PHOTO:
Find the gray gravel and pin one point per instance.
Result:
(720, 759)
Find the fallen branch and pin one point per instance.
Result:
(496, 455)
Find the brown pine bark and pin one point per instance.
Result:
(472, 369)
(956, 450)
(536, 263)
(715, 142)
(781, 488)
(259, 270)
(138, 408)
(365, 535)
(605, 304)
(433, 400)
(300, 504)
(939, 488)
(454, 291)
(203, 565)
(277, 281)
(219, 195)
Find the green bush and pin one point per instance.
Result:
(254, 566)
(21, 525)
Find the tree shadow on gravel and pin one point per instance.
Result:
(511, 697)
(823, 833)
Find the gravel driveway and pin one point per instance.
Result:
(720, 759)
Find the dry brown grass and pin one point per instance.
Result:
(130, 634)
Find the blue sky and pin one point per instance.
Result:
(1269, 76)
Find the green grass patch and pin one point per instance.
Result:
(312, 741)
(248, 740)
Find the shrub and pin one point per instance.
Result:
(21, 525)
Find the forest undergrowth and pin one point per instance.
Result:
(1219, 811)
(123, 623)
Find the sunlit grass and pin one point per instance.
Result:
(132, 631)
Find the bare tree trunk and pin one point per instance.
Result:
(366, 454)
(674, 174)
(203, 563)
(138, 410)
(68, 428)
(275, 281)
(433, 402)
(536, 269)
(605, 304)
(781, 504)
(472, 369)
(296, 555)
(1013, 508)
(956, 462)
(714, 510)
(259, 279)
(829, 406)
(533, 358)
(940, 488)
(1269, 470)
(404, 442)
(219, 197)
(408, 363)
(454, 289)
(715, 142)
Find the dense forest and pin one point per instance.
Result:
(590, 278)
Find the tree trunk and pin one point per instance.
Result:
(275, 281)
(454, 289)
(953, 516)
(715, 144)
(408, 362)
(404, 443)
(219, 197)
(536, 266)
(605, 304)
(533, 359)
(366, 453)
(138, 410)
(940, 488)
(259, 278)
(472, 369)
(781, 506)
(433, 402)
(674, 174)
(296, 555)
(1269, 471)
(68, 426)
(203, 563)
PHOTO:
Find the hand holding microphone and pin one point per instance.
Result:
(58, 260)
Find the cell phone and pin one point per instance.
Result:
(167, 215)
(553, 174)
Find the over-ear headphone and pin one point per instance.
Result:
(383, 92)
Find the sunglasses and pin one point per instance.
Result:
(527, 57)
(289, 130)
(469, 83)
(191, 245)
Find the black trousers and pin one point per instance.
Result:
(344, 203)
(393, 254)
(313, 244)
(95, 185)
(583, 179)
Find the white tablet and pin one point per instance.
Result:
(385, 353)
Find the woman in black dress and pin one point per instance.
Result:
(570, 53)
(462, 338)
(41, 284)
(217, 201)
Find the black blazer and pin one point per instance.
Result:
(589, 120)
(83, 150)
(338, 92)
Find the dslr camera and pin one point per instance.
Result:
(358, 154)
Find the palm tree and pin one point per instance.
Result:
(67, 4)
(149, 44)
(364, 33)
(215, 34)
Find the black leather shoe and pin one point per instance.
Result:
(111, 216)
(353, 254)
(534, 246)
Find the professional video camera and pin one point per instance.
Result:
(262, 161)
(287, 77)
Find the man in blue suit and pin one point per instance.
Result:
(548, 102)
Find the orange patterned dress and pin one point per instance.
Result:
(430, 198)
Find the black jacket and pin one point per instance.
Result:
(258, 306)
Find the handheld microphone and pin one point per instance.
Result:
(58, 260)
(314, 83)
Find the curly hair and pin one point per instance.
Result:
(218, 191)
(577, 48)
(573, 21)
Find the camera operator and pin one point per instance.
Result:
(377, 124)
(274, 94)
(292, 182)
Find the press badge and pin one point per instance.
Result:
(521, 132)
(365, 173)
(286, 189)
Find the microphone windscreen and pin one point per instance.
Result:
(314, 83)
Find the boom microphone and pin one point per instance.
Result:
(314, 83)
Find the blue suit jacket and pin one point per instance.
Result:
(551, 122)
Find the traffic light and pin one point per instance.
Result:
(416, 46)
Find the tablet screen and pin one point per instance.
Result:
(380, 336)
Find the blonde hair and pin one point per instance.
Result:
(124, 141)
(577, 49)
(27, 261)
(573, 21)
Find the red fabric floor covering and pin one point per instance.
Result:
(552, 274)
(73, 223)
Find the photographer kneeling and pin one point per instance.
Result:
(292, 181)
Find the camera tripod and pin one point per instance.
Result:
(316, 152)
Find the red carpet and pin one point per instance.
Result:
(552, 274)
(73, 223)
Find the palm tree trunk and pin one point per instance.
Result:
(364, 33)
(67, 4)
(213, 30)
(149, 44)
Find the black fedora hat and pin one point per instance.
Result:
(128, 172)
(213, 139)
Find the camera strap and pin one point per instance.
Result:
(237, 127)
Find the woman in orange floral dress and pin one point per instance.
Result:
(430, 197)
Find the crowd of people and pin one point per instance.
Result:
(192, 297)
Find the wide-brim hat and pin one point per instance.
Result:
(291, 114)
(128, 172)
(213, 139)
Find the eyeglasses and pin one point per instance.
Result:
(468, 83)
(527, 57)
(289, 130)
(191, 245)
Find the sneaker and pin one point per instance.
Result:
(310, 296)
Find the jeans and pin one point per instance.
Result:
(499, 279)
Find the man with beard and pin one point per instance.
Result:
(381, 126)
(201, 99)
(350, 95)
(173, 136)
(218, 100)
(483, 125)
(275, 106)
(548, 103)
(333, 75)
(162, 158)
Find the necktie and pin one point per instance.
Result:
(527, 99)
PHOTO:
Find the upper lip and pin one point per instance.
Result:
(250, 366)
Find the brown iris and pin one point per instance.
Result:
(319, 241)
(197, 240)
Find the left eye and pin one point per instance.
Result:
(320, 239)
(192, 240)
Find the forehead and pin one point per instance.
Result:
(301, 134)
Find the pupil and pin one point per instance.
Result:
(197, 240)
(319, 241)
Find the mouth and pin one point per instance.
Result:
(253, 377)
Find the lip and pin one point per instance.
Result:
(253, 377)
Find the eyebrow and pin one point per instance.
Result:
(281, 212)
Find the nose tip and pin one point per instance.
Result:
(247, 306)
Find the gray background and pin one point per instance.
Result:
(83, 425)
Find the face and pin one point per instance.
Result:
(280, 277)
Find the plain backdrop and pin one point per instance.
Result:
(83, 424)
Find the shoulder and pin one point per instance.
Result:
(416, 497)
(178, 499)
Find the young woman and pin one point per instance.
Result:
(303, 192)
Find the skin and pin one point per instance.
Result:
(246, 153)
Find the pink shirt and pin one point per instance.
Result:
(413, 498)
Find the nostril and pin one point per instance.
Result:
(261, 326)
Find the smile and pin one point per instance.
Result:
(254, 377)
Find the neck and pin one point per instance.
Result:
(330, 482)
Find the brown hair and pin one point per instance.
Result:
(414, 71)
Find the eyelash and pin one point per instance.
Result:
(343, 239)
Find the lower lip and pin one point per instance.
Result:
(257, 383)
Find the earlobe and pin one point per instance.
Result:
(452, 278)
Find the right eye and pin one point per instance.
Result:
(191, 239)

_About this exercise_.
Output the full listing above once again, verbatim.

_Response to this task_.
PHOTO:
Find the gray gravel and pin one point per instance.
Result:
(720, 759)
Find the fallen branch and pin one point per instance.
Result:
(496, 455)
Find the brown pine bark and pin one point per instance.
Result:
(472, 369)
(956, 450)
(536, 263)
(715, 142)
(781, 488)
(259, 270)
(138, 408)
(365, 535)
(605, 304)
(433, 400)
(300, 504)
(939, 488)
(454, 291)
(203, 565)
(277, 281)
(219, 195)
Find the green bush and pin one point per instance.
Result:
(254, 566)
(21, 525)
Find the tree shadow on gravel and pin one point per instance.
Result:
(511, 697)
(823, 833)
Find the gravel driveway and pin one point per instance.
Result:
(720, 759)
Find the dry brown grass and pin one point per instance.
Result:
(130, 634)
Find the blue sky and pin one point per instance.
Result:
(1269, 76)
Find the green grass patch and pin one point per instance.
Result:
(312, 741)
(248, 740)
Find the shrub and pin one point per instance.
Result:
(21, 525)
Find the forest undergrowth and pin one point per instance.
Result:
(1219, 811)
(123, 623)
Find the sunlit grass and pin one point per instance.
Result:
(132, 631)
Find the bare tree trunk and pin one point per instance.
Result:
(366, 454)
(674, 174)
(203, 563)
(138, 410)
(68, 428)
(275, 281)
(433, 402)
(536, 269)
(605, 304)
(781, 504)
(472, 369)
(296, 555)
(1013, 508)
(956, 462)
(714, 510)
(259, 279)
(829, 406)
(533, 358)
(940, 488)
(1269, 470)
(404, 442)
(219, 197)
(408, 363)
(454, 289)
(715, 142)
Find the dense forest and pin one point per instance.
Result:
(590, 278)
Find the tree trunk and pin one point per instance.
Result:
(275, 281)
(454, 289)
(953, 516)
(715, 144)
(408, 362)
(404, 443)
(219, 197)
(536, 266)
(605, 304)
(533, 359)
(366, 453)
(138, 410)
(940, 488)
(259, 278)
(472, 369)
(781, 506)
(433, 402)
(674, 174)
(296, 555)
(1269, 471)
(68, 426)
(203, 563)
PHOTO:
Find the hand holding microphone and pin one point per instance.
Result:
(58, 260)
Find the cell phone and pin one point per instance.
Result:
(167, 215)
(553, 174)
Find the over-ear headphone and pin one point per instance.
Result:
(383, 92)
Find the sunglasses and pin one point per instance.
Result:
(527, 57)
(289, 130)
(469, 83)
(191, 245)
Find the black trousers and pin one point per instance.
Result:
(344, 203)
(393, 254)
(313, 244)
(95, 185)
(583, 179)
Find the white tablet and pin one point per instance.
Result:
(385, 353)
Find the woman in black dress and pin one point per instance.
Result:
(570, 53)
(462, 338)
(41, 284)
(217, 201)
Find the black blazer and pin one point per instance.
Result:
(589, 120)
(83, 150)
(338, 92)
Find the dslr camera and pin one point per instance.
Result:
(358, 154)
Find the palm tree and pin one point per instance.
Result:
(67, 4)
(149, 44)
(364, 33)
(215, 34)
Find the black leather shoe and pin one point per instance.
Result:
(111, 216)
(353, 254)
(534, 246)
Find the professional video camera and pin one point per instance.
Result:
(262, 161)
(287, 77)
Find the man in blue suit and pin one point per instance.
Result:
(548, 102)
Find the orange patterned dress and pin one point per instance.
Result:
(430, 198)
Find the black jacket and pin one point per instance.
Result:
(258, 306)
Find the handheld microphone and pin one point per instance.
Result:
(58, 260)
(314, 83)
Find the curly hair and pin one point per instance.
Result:
(218, 191)
(577, 48)
(573, 21)
Find the camera operator and pin one point per instance.
Result:
(377, 124)
(274, 94)
(292, 182)
Find the press badge and pin one point per instance.
Result:
(521, 132)
(365, 173)
(286, 189)
Find the microphone windscreen and pin one point per instance.
Result:
(314, 83)
Find the boom microphone and pin one point per instance.
Result:
(314, 83)
Find the blue suit jacket and pin one point per instance.
Result:
(551, 122)
Find the traffic light and pin one point per instance.
Result:
(416, 46)
Find the tablet screen and pin one point per instance.
Result:
(380, 336)
Find the blonde hair and pin one point per instance.
Result:
(124, 141)
(577, 49)
(27, 261)
(573, 21)
Find the red fabric floor covering and pin one point per instance.
Result:
(552, 274)
(73, 223)
Find the photographer kneeling and pin one point per instance.
Result:
(292, 181)
Find the camera tripod and pin one point per instance.
Result:
(316, 152)
Find the red carpet and pin one point per instance.
Result:
(552, 274)
(73, 223)
Find the palm tree trunk and pin one point per instance.
Result:
(364, 33)
(67, 4)
(213, 30)
(149, 44)
Find the black fedora hat and pin one point per instance.
Result:
(128, 172)
(213, 139)
Find the camera strap and pin one point per instance.
Result:
(237, 127)
Find the woman in orange floral dress and pin one point per instance.
Result:
(430, 197)
Find the crowd of people and pin one point per instance.
Result:
(192, 297)
Find the wide-brim hat and pin one point per instance.
Result:
(291, 114)
(128, 172)
(213, 139)
Find the eyeglasses and pin one point per instance.
Result:
(468, 83)
(527, 57)
(289, 130)
(191, 245)
Find the sneaker and pin one point per instance.
Result:
(310, 296)
Find the jeans and pin one point per instance.
Result:
(499, 279)
Find the man with beard and pin one point per instance.
Result:
(381, 126)
(201, 99)
(350, 95)
(173, 136)
(218, 100)
(483, 125)
(275, 106)
(548, 103)
(333, 75)
(162, 158)
Find the necktie and pin one point per instance.
Result:
(527, 99)
PHOTO:
Find the upper lip and pin one point per instance.
Result:
(250, 366)
Find the brown iris and pin one point per instance.
Result:
(319, 241)
(197, 240)
Find the left eye and pin one point per instance.
Result:
(320, 239)
(192, 240)
Find the forehead and pin one point per instance.
Result:
(301, 134)
Find the pupil and pin one point per instance.
Result:
(197, 240)
(319, 241)
Find the mouth and pin one point per instance.
Result:
(253, 377)
Find the lip and pin one point per instance.
Result:
(253, 377)
Find the eyebrow and pin one point per instance.
Result:
(281, 212)
Find the nose tip and pin one point per instance.
Result:
(247, 306)
Find the gray background and pin one point per instance.
Result:
(83, 425)
Find the face and pin one point per instance.
Result:
(280, 277)
Find the plain backdrop and pin one point per instance.
Result:
(83, 424)
Find the shoulder and pin one point per instance.
Result:
(416, 497)
(178, 499)
Find the young woman and pin one point per instance.
Result:
(303, 192)
Find the skin and pin one point per instance.
Result:
(246, 153)
Find the pink shirt and pin one point per instance.
Result:
(413, 498)
Find the nostril and pin one point per instance.
Result:
(261, 326)
Find the smile and pin one point per instance.
Result:
(254, 377)
Find the neck and pin one point per instance.
Result:
(330, 482)
Find the brown hair and pin one point per instance.
Result:
(414, 71)
Find the eyelash and pin one point per instance.
Result:
(343, 239)
Find the lower lip and pin one point per instance.
Result:
(257, 383)
Find the earlobe and pin one point per instance.
Result:
(452, 278)
Find the right eye and pin one point per instance.
Result:
(191, 239)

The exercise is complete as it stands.